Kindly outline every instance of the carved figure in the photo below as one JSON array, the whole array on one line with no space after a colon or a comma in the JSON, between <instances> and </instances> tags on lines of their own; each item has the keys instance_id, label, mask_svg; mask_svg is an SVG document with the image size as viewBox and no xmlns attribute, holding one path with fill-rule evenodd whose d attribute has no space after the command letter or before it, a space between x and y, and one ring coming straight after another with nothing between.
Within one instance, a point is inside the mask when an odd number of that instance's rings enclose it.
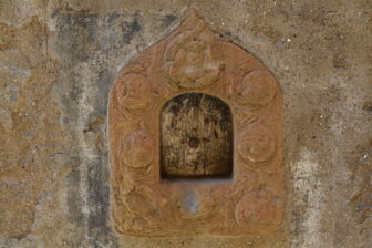
<instances>
[{"instance_id":1,"label":"carved figure","mask_svg":"<svg viewBox=\"0 0 372 248\"><path fill-rule=\"evenodd\" d=\"M282 97L259 60L216 37L190 10L127 65L111 94L117 232L244 236L278 228ZM161 176L163 167L172 178Z\"/></svg>"}]
</instances>

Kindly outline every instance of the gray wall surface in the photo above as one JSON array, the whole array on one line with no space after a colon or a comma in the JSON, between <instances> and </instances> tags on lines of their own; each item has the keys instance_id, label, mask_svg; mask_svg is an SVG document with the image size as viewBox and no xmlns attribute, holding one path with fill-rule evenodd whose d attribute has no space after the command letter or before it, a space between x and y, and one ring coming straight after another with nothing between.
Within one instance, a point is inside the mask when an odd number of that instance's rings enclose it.
<instances>
[{"instance_id":1,"label":"gray wall surface","mask_svg":"<svg viewBox=\"0 0 372 248\"><path fill-rule=\"evenodd\" d=\"M277 76L282 229L149 239L110 215L115 79L193 8ZM372 1L0 0L0 247L372 247Z\"/></svg>"}]
</instances>

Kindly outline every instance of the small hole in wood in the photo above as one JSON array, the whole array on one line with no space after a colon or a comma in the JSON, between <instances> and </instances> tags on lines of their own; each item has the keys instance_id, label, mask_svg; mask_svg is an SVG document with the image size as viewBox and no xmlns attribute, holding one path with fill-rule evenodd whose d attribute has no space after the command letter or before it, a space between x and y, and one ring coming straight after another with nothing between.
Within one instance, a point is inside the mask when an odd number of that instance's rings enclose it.
<instances>
[{"instance_id":1,"label":"small hole in wood","mask_svg":"<svg viewBox=\"0 0 372 248\"><path fill-rule=\"evenodd\" d=\"M187 93L161 113L161 178L231 178L232 116L220 99Z\"/></svg>"}]
</instances>

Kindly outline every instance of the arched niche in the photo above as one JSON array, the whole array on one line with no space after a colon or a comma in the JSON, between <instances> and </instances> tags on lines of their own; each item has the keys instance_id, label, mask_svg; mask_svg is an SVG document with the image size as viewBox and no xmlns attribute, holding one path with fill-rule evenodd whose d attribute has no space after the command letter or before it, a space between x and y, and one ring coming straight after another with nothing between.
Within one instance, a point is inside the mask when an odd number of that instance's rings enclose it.
<instances>
[{"instance_id":1,"label":"arched niche","mask_svg":"<svg viewBox=\"0 0 372 248\"><path fill-rule=\"evenodd\" d=\"M186 93L161 112L161 177L231 178L232 115L220 99Z\"/></svg>"}]
</instances>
⁂
## Task instructions
Rewrite all the records with "Kindly" replaced by "Please" everywhere it appears, changing nothing else. Leave the pictures out.

## Finished answer
Please outline every instance of the carved figure in the photo below as one JSON array, the whole array on one line with no space after a colon or a comma in the JSON, between <instances> and </instances> tags on lines of their own; each item has the keys instance_id, label, mask_svg; mask_svg is an SVG document with the image size as viewBox and no xmlns attribute, holding one path with fill-rule evenodd whose d attribute has no space after the command letter or before it, a space between x and y, and one ring coming straight after another with nothing between.
Within one instance, a point is inside the mask when an odd number of that instance's rings enclose it.
<instances>
[{"instance_id":1,"label":"carved figure","mask_svg":"<svg viewBox=\"0 0 372 248\"><path fill-rule=\"evenodd\" d=\"M282 97L259 60L216 37L190 10L127 65L111 94L117 232L244 236L278 228ZM161 176L163 167L172 178Z\"/></svg>"}]
</instances>

Please outline every instance of the gray wall surface in the photo above as one JSON array, the whole array on one line with no space after a colon or a comma in the JSON, between <instances> and </instances> tags on lines of their own; each item has the keys instance_id, label, mask_svg; mask_svg is an SVG document with the image size as viewBox and no xmlns attribute, holding one path with fill-rule evenodd whose d attribute has no space after the command letter or before it, a space between x and y, and one ring coming straight after another with nothing between.
Within one instance, a point is inside the mask when an odd number of that instance's rings enclose it.
<instances>
[{"instance_id":1,"label":"gray wall surface","mask_svg":"<svg viewBox=\"0 0 372 248\"><path fill-rule=\"evenodd\" d=\"M277 76L282 229L149 239L110 215L115 79L193 8ZM372 1L0 0L0 247L372 247Z\"/></svg>"}]
</instances>

Please outline every instance of the small hole in wood in the photo above as one JSON array, the whole array on one line with no space after a colon or a comma in the JSON, between <instances> and </instances> tags on lines of their own; each item has the keys instance_id, label, mask_svg; mask_svg is an SVG document with the image size as viewBox and no xmlns attribute, holding one path with fill-rule evenodd whose d attribute has no space after the command letter or before it, a space between x and y, and one ring coming straight after another with nothing between.
Within one instance, a point is inside the mask when an odd number of that instance's rings enclose it.
<instances>
[{"instance_id":1,"label":"small hole in wood","mask_svg":"<svg viewBox=\"0 0 372 248\"><path fill-rule=\"evenodd\" d=\"M187 93L161 113L161 178L231 178L232 116L220 99Z\"/></svg>"}]
</instances>

Please outline every instance of the arched niche in the photo above as one JSON array, the whole array on one line with no space after a colon or a comma in the JSON, between <instances> and </instances> tags on lines of their own; each item has the keys instance_id, label, mask_svg; mask_svg is an SVG document with the image size as viewBox and no xmlns attribute, holding one path with fill-rule evenodd whose d attribute has no space after the command letter or before it, a space between x and y, and one ring coming straight after another with nothing between.
Within one instance, a point is inside the mask when an odd number of that instance's rings enclose it.
<instances>
[{"instance_id":1,"label":"arched niche","mask_svg":"<svg viewBox=\"0 0 372 248\"><path fill-rule=\"evenodd\" d=\"M186 93L161 112L161 177L231 178L232 115L220 99Z\"/></svg>"}]
</instances>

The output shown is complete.